TASK BRIEF: Write out, word for word, the part of the passage on DPA completeness checking between "DERECHA is the" and "to processor’s obligations.", inclusive.

EXCERPTED PASSAGE:
___

DERECHA is the existing solution proposed by Cejas et al. (2023) for DPA completeness checking. DERECHA applies manually-crafted rules over the semantic analysis between the text in the DPAs and the provisions in the GDPR. The authors report an overall average precision of 89.1% and recall of 82.4% for detecting the violations of GDPR provisions in DPAs (i.e., detecting missing provisions in DPAs). DERECHA allows for binary and multi-label classification and is thus more comparable to our proposed solution using LLMs as binary classifiers. As mentioned in Section 1, we scope our work to mandatory requirements related to processor’s obligations.

For finding the violations of these provisions (P1 – P19, listed in Table 1), DERECHA has an average precision and recall of 81.2% and 70%, respectively. This precision measures the ratio of violations that are falsely introduced by DERECHA due to missing sentences that actually satisfy the provision. The recall measures the ratio of missing violations due to falsely identifying sentences that satisfy the provisions. In our work, we focus on identifying the sentences that satisfy the provisions (i.e., the present provisions in the DPAs). The best performing model in our results, i.e., BERT, has an average precision and recall of 81.4% and 81.6%, respectively. The precision, in this case, measures ratio of falsely introducing sentences that satisfy a given provision, where as the recall measures the ratio of missing sentences that satisfy a provision. While not directly comparable, we see that BERT has an advantage in identifying sentences that satisfy the provisions.

6 Threats to validity

This section discusses the validity concerns pertinent to our work.

___

INFORMATION SHOWN:
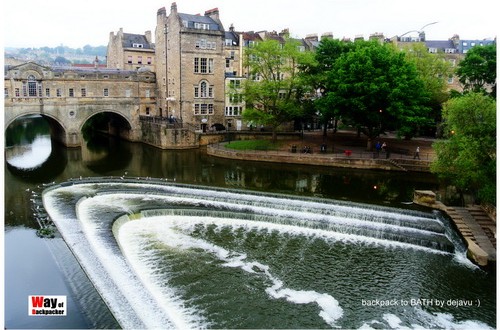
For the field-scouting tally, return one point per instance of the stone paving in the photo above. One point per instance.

___

ANSWER FOR THIS EXERCISE:
DERECHA is the existing solution proposed by Cejas et al. (2023) for DPA completeness checking. DERECHA applies manually-crafted rules over the semantic analysis between the text in the DPAs and the provisions in the GDPR. The authors report an overall average precision of 89.1% and recall of 82.4% for detecting the violations of GDPR provisions in DPAs (i.e., detecting missing provisions in DPAs). DERECHA allows for binary and multi-label classification and is thus more comparable to our proposed solution using LLMs as binary classifiers. As mentioned in Section 1, we scope our work to mandatory requirements related to processor’s obligations.